**GOAL**
Turn every line of the records into a numbered list, omitting blank lines and leaving out the pictures.

(Region labeling records)

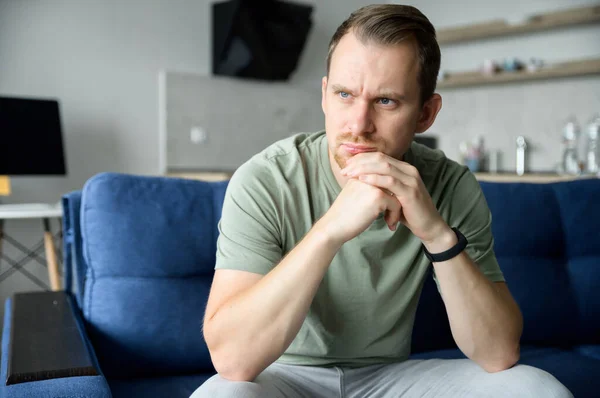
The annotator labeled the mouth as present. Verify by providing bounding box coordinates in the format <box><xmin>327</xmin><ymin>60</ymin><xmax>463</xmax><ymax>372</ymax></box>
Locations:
<box><xmin>341</xmin><ymin>143</ymin><xmax>377</xmax><ymax>155</ymax></box>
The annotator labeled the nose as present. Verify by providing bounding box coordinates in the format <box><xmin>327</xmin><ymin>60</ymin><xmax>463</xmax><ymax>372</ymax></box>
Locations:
<box><xmin>347</xmin><ymin>101</ymin><xmax>373</xmax><ymax>136</ymax></box>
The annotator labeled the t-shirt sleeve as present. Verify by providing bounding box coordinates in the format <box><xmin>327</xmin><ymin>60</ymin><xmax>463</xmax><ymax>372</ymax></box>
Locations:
<box><xmin>434</xmin><ymin>171</ymin><xmax>505</xmax><ymax>290</ymax></box>
<box><xmin>215</xmin><ymin>160</ymin><xmax>282</xmax><ymax>275</ymax></box>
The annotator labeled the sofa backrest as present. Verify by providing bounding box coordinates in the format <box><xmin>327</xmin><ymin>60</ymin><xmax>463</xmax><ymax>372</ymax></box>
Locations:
<box><xmin>413</xmin><ymin>179</ymin><xmax>600</xmax><ymax>352</ymax></box>
<box><xmin>72</xmin><ymin>173</ymin><xmax>227</xmax><ymax>378</ymax></box>
<box><xmin>64</xmin><ymin>173</ymin><xmax>600</xmax><ymax>377</ymax></box>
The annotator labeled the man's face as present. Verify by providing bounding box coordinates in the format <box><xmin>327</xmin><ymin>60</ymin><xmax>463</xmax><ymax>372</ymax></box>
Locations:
<box><xmin>322</xmin><ymin>32</ymin><xmax>422</xmax><ymax>171</ymax></box>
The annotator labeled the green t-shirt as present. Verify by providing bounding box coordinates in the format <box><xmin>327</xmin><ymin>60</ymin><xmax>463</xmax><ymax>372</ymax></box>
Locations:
<box><xmin>215</xmin><ymin>131</ymin><xmax>504</xmax><ymax>367</ymax></box>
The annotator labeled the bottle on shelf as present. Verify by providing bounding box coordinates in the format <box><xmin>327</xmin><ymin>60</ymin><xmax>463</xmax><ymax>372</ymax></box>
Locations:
<box><xmin>560</xmin><ymin>118</ymin><xmax>581</xmax><ymax>175</ymax></box>
<box><xmin>585</xmin><ymin>114</ymin><xmax>600</xmax><ymax>174</ymax></box>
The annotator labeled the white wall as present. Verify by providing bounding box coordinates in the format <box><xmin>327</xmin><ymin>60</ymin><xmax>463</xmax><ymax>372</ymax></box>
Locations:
<box><xmin>0</xmin><ymin>0</ymin><xmax>211</xmax><ymax>313</ymax></box>
<box><xmin>0</xmin><ymin>0</ymin><xmax>380</xmax><ymax>313</ymax></box>
<box><xmin>390</xmin><ymin>0</ymin><xmax>600</xmax><ymax>171</ymax></box>
<box><xmin>0</xmin><ymin>0</ymin><xmax>211</xmax><ymax>202</ymax></box>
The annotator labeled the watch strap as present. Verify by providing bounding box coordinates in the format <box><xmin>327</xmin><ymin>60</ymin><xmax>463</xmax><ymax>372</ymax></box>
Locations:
<box><xmin>423</xmin><ymin>227</ymin><xmax>468</xmax><ymax>263</ymax></box>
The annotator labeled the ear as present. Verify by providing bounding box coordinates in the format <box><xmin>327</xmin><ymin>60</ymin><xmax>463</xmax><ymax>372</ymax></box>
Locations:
<box><xmin>415</xmin><ymin>93</ymin><xmax>442</xmax><ymax>134</ymax></box>
<box><xmin>321</xmin><ymin>76</ymin><xmax>327</xmax><ymax>114</ymax></box>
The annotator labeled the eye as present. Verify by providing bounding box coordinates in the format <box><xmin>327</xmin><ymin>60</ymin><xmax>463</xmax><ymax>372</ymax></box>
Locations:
<box><xmin>379</xmin><ymin>98</ymin><xmax>396</xmax><ymax>105</ymax></box>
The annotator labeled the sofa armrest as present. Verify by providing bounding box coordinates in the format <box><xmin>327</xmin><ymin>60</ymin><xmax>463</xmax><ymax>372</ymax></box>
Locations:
<box><xmin>0</xmin><ymin>292</ymin><xmax>111</xmax><ymax>397</ymax></box>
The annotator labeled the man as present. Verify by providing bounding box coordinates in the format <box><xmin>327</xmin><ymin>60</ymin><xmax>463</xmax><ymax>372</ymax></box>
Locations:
<box><xmin>192</xmin><ymin>5</ymin><xmax>571</xmax><ymax>398</ymax></box>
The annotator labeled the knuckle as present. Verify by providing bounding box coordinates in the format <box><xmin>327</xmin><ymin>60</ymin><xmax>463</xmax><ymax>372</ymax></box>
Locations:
<box><xmin>381</xmin><ymin>176</ymin><xmax>394</xmax><ymax>187</ymax></box>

**THE ANSWER**
1. The annotator labeled the mouth as present. Verify by providing bounding box coordinates in the format <box><xmin>327</xmin><ymin>60</ymin><xmax>463</xmax><ymax>372</ymax></box>
2. Locations:
3. <box><xmin>341</xmin><ymin>143</ymin><xmax>377</xmax><ymax>155</ymax></box>
4. The annotator labeled the nose as present. Verify by providing bounding box coordinates in the format <box><xmin>327</xmin><ymin>60</ymin><xmax>463</xmax><ymax>372</ymax></box>
5. Locations:
6. <box><xmin>347</xmin><ymin>101</ymin><xmax>373</xmax><ymax>136</ymax></box>
7. The annotator labeled the t-shirt sleeve as present. Verify by providing bounding box coordinates in the format <box><xmin>327</xmin><ymin>60</ymin><xmax>463</xmax><ymax>372</ymax></box>
8. Locations:
9. <box><xmin>434</xmin><ymin>171</ymin><xmax>505</xmax><ymax>290</ymax></box>
10. <box><xmin>215</xmin><ymin>160</ymin><xmax>282</xmax><ymax>275</ymax></box>
11. The annotator labeled the sofa backrest as present. Verify by providing bounding box coordinates in the format <box><xmin>327</xmin><ymin>60</ymin><xmax>463</xmax><ymax>372</ymax></box>
12. Locations:
13. <box><xmin>413</xmin><ymin>179</ymin><xmax>600</xmax><ymax>352</ymax></box>
14. <box><xmin>72</xmin><ymin>173</ymin><xmax>227</xmax><ymax>378</ymax></box>
15. <box><xmin>64</xmin><ymin>173</ymin><xmax>600</xmax><ymax>377</ymax></box>
16. The annotator labeled the man's face as present. Verify by providing bounding box coordinates in the format <box><xmin>327</xmin><ymin>60</ymin><xmax>463</xmax><ymax>372</ymax></box>
17. Locations:
18. <box><xmin>322</xmin><ymin>32</ymin><xmax>422</xmax><ymax>171</ymax></box>
19. The annotator labeled the green t-shirt as present. Verify by providing bounding box coordinates in the format <box><xmin>327</xmin><ymin>60</ymin><xmax>463</xmax><ymax>372</ymax></box>
20. Locations:
21. <box><xmin>215</xmin><ymin>131</ymin><xmax>504</xmax><ymax>367</ymax></box>
22. The annotator labeled the bottle on shelf as present. Verify by providing bounding box coordinates in the format <box><xmin>327</xmin><ymin>60</ymin><xmax>463</xmax><ymax>372</ymax></box>
23. Locations:
24. <box><xmin>560</xmin><ymin>118</ymin><xmax>581</xmax><ymax>175</ymax></box>
25. <box><xmin>585</xmin><ymin>114</ymin><xmax>600</xmax><ymax>174</ymax></box>
26. The annotator labeled the white wall as present. Verify by providing bounding box coordinates in the format <box><xmin>327</xmin><ymin>60</ymin><xmax>463</xmax><ymax>372</ymax></box>
27. Locations:
28. <box><xmin>0</xmin><ymin>0</ymin><xmax>211</xmax><ymax>313</ymax></box>
29. <box><xmin>0</xmin><ymin>0</ymin><xmax>380</xmax><ymax>313</ymax></box>
30. <box><xmin>390</xmin><ymin>0</ymin><xmax>600</xmax><ymax>171</ymax></box>
31. <box><xmin>0</xmin><ymin>0</ymin><xmax>211</xmax><ymax>202</ymax></box>
32. The annotator labeled the watch strap as present. Verify by providing bounding box coordinates in the format <box><xmin>327</xmin><ymin>60</ymin><xmax>463</xmax><ymax>372</ymax></box>
33. Locations:
34. <box><xmin>423</xmin><ymin>227</ymin><xmax>468</xmax><ymax>263</ymax></box>
35. The annotator labeled the ear as present. Verify by providing bounding box coordinates in the format <box><xmin>327</xmin><ymin>60</ymin><xmax>463</xmax><ymax>372</ymax></box>
36. Locations:
37. <box><xmin>415</xmin><ymin>93</ymin><xmax>442</xmax><ymax>134</ymax></box>
38. <box><xmin>321</xmin><ymin>76</ymin><xmax>327</xmax><ymax>114</ymax></box>
39. The annotator labeled the eye as present. Verify by providing bounding box coordinates in the format <box><xmin>327</xmin><ymin>60</ymin><xmax>463</xmax><ymax>372</ymax></box>
40. Locations:
41. <box><xmin>379</xmin><ymin>98</ymin><xmax>396</xmax><ymax>105</ymax></box>
42. The annotator labeled the sofa armrest as present. Verify by providing bounding box coordinates in the format <box><xmin>327</xmin><ymin>60</ymin><xmax>463</xmax><ymax>372</ymax></box>
43. Locations:
44. <box><xmin>0</xmin><ymin>292</ymin><xmax>111</xmax><ymax>397</ymax></box>
45. The annotator labeled the man as present. Verify by providing bounding box coordinates in the format <box><xmin>327</xmin><ymin>60</ymin><xmax>463</xmax><ymax>372</ymax></box>
46. Locations:
47. <box><xmin>192</xmin><ymin>5</ymin><xmax>571</xmax><ymax>398</ymax></box>
48. The annotator labeled the knuckle as present. Verify by providing bounding box coordinates in the format <box><xmin>327</xmin><ymin>60</ymin><xmax>463</xmax><ymax>372</ymax></box>
49. Locations:
50. <box><xmin>381</xmin><ymin>176</ymin><xmax>394</xmax><ymax>187</ymax></box>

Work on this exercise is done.